::: Document source :::

Pour la première fois, des hackers russes et nord-coréens ont uni leurs forces pour frapper les grandes banques sud-coréennes. 2 téraoctets de données sensibles déjà exfiltrés… Et si votre banque était la prochaine cible d’une alliance que plus rien n’arrête ?

Imaginez-vous connecter à votre compte bancaire un matin et découvrir que tout est bloqué. Pas par une panne technique banale, mais parce qu’un ransomware a pris en otage des millions de clients… à des milliers de kilomètres de chez vous. C’est exactement ce qui vient de se produire en Corée du Sud, avec une particularité glaçante : derrière l’attaque se cachent des acteurs russes et nord-coréens qui, pour la première fois, ont officiellement collaboré.

Quand Moscou et Pyongyang s’allient dans le cyberespace

Le rapport mensuel de Bitdefender, publié fin octobre, a levé le voile sur une opération d’une ampleur inédite. Des groupes historiquement rivaux ou indifférents ont mis leurs compétences en commun pour viser un seul et même objectif : le secteur financier sud-coréen. Le bilan est lourd : environ 2 téraoctets de données sensibles ont été exfiltrés avant même que le ransomware Qilin ne verrouille les systèmes.

::: Données fournies :::

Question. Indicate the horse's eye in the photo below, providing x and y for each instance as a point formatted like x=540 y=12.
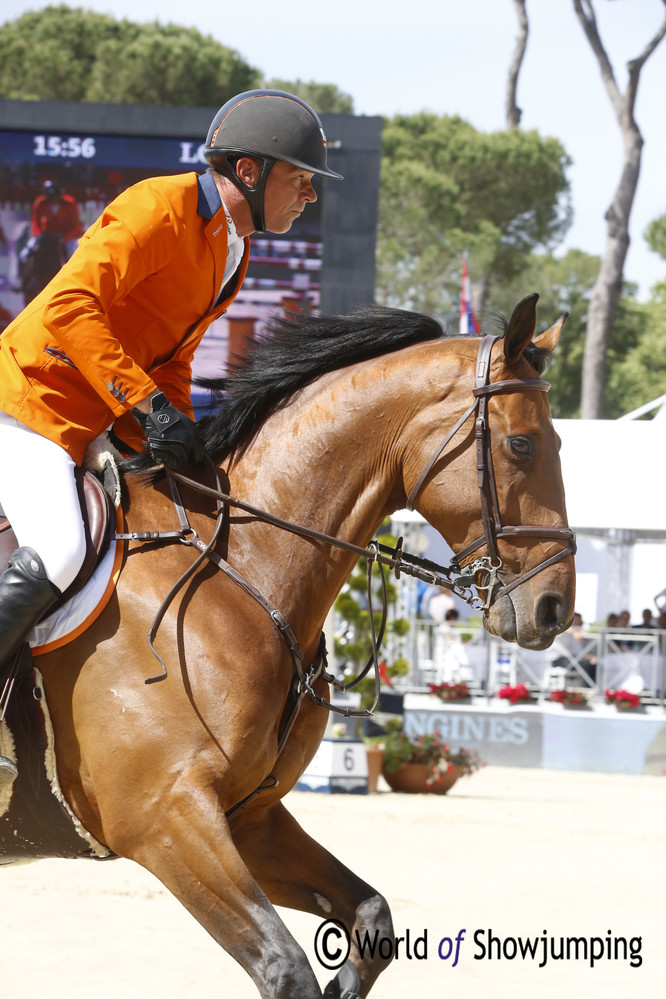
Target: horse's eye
x=520 y=446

:::

→ Consignes:
1. Transformez en liste à puces le paragraphe de l'article sur la cyberattaque qui commence par « Le rapport mensuel de Bitdefender », sans perdre ses faits principaux.
2. Écrivez la suite de l'article sur l'attaque contre les banques sud-coréennes, à partir de sa dernière phrase.

→ Corrigé de l'exercice:
1.
- Le rapport mensuel de Bitdefender, publié fin octobre, révèle une opération d'une ampleur inédite.
- Des groupes historiquement rivaux ou indifférents ont mis leurs compétences en commun.
- Leur cible unique était le secteur financier sud-coréen.
- Environ 2 téraoctets de données sensibles ont été exfiltrés avant que le ransomware Qilin ne verrouille les systèmes.

2.
Cette quantité représente des millions de dossiers clients, des historiques de transactions, des informations stratégiques internes et, potentiellement, des données qui pourraient servir au blanchiment ou au financement d’activités illicites.

Comment tout a commencé : la faille du tiers de confiance

L’attaque n’est pas entrée par la grande porte. Elle a profité d’une méthode désormais classique mais toujours aussi efficace : la compromission d’un fournisseur tiers. Une seule entreprise, probablement un prestataire informatique ou un éditeur de logiciel utilisé par plusieurs banques, a suffi pour ouvrir la brèche.

Une fois à l’intérieur du réseau du fournisseur, les attaquants ont patiemment escaladé les privilèges, cartographié les connexions vers les établissements financiers et préparé le terrain. Plusieurs semaines, voire plusieurs mois de reconnaissance avant le grand soir.

Ce schéma rappelle douloureusement l’attaque SolarWinds de 2020, mais avec une différence majeure : ici, deux États aux agendas pourtant divergents ont coordonné leurs efforts.

Qilin, le ransomware qui monte en puissance

Le choix du ransomware n’est pas anodin. Qilin (parfois orthographié « Kylin » ou « Agenda » dans ses anciennes versions) est apparu en 2022 et s’est rapidement imposé comme l’un des plus sophistiqués du marché noir. Héritier direct de la nébuleuse Conti dissoute après l’invasion de l’Ukraine, il est aujourd’hui opéré par des russophones extrêmement professionnels.

Ce qui le distingue ? Une vitesse d’exfiltration record, un chiffrement ultra-rapide et une capacité à désactiver presque toutes les solutions EDR classiques. Autrement dit : quand Qilin frappe, il est déjà trop tard.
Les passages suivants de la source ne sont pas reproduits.